- _Request 1_:
Answer these from the puppy video thread:
(a) According to Jeff Oehlsen, what have the pups not played with yet?
(b) What has Jeff Oehlsen been doing since he got there?
(c) What did Debbie Skinner turn half of her property into?
- _Request 2_:
Reproduce the part of the puppy video thread starting at "There are a" and ending at "rag at first.".

- _Excerpted passage_:
-.-.-

# Puppy video



## Jeff Oehlsen (Apr 7, 2006)

Here are some vids of the pups playing with me. 

http://www.youtube.com/watch?v=WXQ-cdR-I9s&feature=related

http://www.youtube.com/watch?v=vn784prW8hQ

There are a few more. It was the end of the day so my enthusiasm for working pups was not at an all time high.


----------



## sam wilks (May 3, 2009)

nice little pups! The first one was more interested in that boys leg than the rag at first.


----------



## Debbie Skinner (Sep 11, 2008)

looking good. Nice area with a lot of trees and space too for the dogs.


----------



## Jeff Oehlsen (Apr 7, 2006)

Sam, Elizabeth is not a boy. LOL The pups have not played with a rag so they really don't know shit. They do know how to bite the shit out of your ankles, and so there you go.

Debbie, I have been clearing brush since I got here. Hopefully I will get it all done before it gets me done.


----------



## Debbie Skinner (Sep 11, 2008)

Jeff Oehlsen said:


> Sam, Elizabeth is not a boy. LOL The pups have not played with a rag so they really don't know shit. They do know how to bite the shit out of your ankles, and so there you go.
> 
> Debbie, I have been clearing brush since I got here. Hopefully I will get it all done before it gets me done.


I know I've been clearing brush and weeds for 20 yrs at my place..it's never ending. I finally made 1/2 the property into a horse pasture and it stays pretty clear that way. Also have a few sheep that I move around that mow everything down. You'll appreciate the sand with the dogs. Great for their feet and coats and they won't stink like dogs on dirt. That's benn my experience anyway.


----------



## Jeff Oehlsen (Apr 7, 2006)

-.-.-

- _Extracted information_:

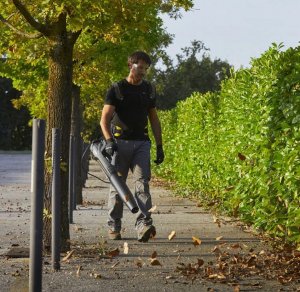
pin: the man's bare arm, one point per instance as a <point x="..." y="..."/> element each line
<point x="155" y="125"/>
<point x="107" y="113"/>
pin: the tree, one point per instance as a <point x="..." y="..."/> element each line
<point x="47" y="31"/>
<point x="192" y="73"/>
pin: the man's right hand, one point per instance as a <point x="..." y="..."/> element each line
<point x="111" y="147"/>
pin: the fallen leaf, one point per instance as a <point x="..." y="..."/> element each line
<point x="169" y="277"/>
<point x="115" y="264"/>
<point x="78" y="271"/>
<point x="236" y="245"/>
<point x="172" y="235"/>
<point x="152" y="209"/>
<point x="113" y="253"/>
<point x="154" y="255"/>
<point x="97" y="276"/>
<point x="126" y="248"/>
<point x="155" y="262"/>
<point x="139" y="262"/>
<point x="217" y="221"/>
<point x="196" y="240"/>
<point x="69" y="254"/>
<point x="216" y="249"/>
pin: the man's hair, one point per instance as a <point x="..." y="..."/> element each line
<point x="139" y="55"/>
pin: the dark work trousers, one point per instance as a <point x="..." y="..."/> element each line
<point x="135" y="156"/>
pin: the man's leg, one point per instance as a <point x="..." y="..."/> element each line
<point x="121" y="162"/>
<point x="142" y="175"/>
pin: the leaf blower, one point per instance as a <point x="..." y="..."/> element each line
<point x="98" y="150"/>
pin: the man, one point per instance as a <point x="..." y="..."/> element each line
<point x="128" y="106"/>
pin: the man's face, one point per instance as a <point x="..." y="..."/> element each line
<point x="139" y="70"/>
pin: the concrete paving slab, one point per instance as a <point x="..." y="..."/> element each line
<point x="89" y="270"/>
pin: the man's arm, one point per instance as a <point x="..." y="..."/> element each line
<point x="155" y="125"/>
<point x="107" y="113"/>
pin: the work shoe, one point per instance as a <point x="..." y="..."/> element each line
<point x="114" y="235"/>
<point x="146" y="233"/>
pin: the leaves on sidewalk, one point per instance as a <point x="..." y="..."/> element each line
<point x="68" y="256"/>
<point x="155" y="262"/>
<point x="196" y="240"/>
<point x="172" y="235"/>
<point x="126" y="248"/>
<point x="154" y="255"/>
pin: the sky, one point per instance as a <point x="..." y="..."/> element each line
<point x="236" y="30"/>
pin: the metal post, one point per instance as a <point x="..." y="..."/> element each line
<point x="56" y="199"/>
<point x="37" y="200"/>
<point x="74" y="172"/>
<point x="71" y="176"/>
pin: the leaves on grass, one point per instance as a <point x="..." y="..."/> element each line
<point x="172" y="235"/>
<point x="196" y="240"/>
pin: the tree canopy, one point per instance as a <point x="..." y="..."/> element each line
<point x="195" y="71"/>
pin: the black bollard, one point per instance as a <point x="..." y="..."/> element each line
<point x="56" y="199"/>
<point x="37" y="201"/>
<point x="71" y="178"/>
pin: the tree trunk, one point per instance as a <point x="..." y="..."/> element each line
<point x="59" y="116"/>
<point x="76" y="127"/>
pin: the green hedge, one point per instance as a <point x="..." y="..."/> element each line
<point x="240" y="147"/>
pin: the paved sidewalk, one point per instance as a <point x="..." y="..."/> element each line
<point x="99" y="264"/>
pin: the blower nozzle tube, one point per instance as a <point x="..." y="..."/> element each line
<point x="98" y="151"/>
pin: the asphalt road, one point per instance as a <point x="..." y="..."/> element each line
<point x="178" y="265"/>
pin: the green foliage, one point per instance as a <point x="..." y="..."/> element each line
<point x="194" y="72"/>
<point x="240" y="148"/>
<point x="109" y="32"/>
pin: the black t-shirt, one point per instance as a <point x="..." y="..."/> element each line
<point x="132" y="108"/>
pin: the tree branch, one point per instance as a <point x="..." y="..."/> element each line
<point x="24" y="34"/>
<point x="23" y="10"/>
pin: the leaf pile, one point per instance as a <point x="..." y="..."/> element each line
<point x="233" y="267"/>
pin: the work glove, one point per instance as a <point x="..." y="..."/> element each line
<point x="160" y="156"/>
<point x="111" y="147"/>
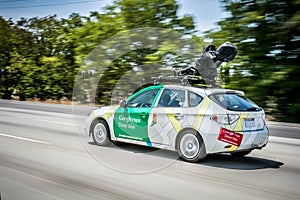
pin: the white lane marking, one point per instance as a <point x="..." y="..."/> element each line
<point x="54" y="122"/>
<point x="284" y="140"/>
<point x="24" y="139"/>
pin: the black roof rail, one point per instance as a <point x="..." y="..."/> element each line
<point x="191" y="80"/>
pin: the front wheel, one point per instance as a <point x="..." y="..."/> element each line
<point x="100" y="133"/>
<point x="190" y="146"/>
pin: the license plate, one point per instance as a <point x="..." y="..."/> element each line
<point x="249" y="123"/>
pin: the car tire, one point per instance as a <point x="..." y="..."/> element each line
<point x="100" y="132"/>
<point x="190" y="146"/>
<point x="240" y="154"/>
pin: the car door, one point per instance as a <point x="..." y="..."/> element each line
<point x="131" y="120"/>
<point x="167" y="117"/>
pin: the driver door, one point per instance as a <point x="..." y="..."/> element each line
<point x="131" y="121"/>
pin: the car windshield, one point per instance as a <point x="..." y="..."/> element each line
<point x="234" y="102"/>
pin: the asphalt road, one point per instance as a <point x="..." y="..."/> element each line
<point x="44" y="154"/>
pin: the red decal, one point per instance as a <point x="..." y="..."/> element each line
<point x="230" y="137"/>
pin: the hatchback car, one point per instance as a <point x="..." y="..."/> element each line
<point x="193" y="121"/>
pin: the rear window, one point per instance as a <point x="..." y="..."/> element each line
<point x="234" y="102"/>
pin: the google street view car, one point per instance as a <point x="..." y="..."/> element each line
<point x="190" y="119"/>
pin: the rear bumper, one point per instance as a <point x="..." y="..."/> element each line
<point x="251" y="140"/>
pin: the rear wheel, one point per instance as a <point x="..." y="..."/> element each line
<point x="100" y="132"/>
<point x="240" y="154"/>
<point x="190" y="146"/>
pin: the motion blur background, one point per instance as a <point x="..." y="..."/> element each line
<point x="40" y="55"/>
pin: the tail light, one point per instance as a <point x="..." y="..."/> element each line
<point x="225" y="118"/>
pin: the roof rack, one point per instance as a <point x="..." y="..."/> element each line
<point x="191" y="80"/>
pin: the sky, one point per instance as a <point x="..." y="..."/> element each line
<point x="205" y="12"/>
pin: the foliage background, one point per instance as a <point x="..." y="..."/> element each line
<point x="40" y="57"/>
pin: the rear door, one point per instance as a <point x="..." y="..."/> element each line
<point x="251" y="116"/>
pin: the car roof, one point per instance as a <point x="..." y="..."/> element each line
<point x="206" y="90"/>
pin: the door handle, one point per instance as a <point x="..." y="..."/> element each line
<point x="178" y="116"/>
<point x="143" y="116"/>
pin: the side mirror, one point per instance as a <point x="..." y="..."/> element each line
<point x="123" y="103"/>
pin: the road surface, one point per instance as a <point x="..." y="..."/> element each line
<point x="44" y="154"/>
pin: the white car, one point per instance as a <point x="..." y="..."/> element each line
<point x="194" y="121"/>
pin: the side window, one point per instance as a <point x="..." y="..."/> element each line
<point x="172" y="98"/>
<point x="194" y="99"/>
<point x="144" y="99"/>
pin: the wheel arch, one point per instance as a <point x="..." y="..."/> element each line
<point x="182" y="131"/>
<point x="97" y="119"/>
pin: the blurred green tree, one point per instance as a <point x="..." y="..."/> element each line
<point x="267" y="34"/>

-.-.-

- _Full answer 1_:
(a) A rag.
(b) Clearing brush.
(c) A horse pasture.

- _Full answer 2_:
There are a few more. It was the end of the day so my enthusiasm for working pups was not at an all time high.


----------



## sam wilks (May 3, 2009)

nice little pups! The first one was more interested in that boys leg than the rag at first.